[Start Input rows]

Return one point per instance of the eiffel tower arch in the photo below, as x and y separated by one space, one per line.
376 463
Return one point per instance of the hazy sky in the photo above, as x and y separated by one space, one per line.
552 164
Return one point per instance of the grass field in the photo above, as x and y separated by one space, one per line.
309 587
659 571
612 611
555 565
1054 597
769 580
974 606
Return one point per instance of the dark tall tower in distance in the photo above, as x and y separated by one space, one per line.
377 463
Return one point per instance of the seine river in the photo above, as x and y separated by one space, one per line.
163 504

[End Input rows]

▸ **What you are asked to do**:
Rewrite all of the records above, replacing "instance" with "occurrence" and keeping everything else the same.

▸ **Full output**:
Return one point per occurrence of the eiffel tower arch in the photo below, as x and y separated by one space, one per line.
376 463
Return one point per occurrence of the hazy sky in the photo above, as x and y separated by one space, one per line.
552 164
Return one point per occurrence of the grass field in the photo above, as x and y separated by one space, one per line.
309 587
659 571
612 611
555 565
1054 597
769 580
974 606
Return one point per occurrence of the dark tall tower in distance in the photo above, as x and y separated by one space, one per line.
377 463
Return one point per occurrence of the seine river in the photo above, as x and y separated by one space, one per line.
163 504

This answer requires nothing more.